What we have witnessed over the past twelve months, the ICE raids, Elon Musk gutting vital services, the cold demise of Charlie Kirk on a sunny day in Utah, the ongoing investigation into the Epstein Files, the malignant, narcissistic Authoritarian who wants to be President, and the government in overall turmoil. These are all symptoms of a defective Democracy one whose load bearing pillars of ideals are now rusting and thinning. Heaving left and right. The deepest convictions of what we were taught in grade school are the roots that need tended to so badly otherwise the whole platform might topple over.
A year later, leaning heavily up against the abstract of the flawed Democracy, many of our old dinosaurs are grasping tenaciously to the ass of the system that used to benefit old dinosaurs. It just so happens that some of those older dinosaurs are wealthy, greedy and evil. They have occupied a life where their money can control their environment. A few age brackets forward and that entitled mindset grows exponentially. The need to control will leak into dropping cash in all directions in order to buy official policies and influence from political leaders. What looks like a greater good solution falls into extremisms, according to both parties it seems. The Democracy is apparently absent.

- - - - - - -

#### EXERCISE INSTRUCTIONS:
Please reproduce the passage about a faltering democracy above word for word, in full.

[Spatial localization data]

- - - - - - -

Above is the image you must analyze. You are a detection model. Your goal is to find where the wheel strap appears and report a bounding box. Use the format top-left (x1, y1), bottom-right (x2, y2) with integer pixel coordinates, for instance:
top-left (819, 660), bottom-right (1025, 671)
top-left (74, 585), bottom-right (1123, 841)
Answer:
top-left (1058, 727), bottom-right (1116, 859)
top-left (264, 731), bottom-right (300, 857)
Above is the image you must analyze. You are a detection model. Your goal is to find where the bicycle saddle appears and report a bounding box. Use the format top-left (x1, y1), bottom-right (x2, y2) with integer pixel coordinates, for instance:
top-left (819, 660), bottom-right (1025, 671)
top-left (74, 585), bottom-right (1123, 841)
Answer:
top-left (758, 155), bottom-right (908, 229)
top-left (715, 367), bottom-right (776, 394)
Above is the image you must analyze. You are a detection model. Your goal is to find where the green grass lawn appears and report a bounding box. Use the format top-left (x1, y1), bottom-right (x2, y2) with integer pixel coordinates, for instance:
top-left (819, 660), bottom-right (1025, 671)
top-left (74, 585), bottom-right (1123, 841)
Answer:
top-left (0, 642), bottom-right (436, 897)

- - - - - - -

#### EXPECTED ANSWER:
What we have witnessed over the past twelve months, the ICE raids, Elon Musk gutting vital services, the cold demise of Charlie Kirk on a sunny day in Utah, the ongoing investigation into the Epstein Files, the malignant, narcissistic Authoritarian who wants to be President, and the government in overall turmoil. These are all symptoms of a defective Democracy one whose load bearing pillars of ideals are now rusting and thinning. Heaving left and right. The deepest convictions of what we were taught in grade school are the roots that need tended to so badly otherwise the whole platform might topple over.
A year later, leaning heavily up against the abstract of the flawed Democracy, many of our old dinosaurs are grasping tenaciously to the ass of the system that used to benefit old dinosaurs. It just so happens that some of those older dinosaurs are wealthy, greedy and evil. They have occupied a life where their money can control their environment. A few age brackets forward and that entitled mindset grows exponentially. The need to control will leak into dropping cash in all directions in order to buy official policies and influence from political leaders. What looks like a greater good solution falls into extremisms, according to both parties it seems. The Democracy is apparently absent.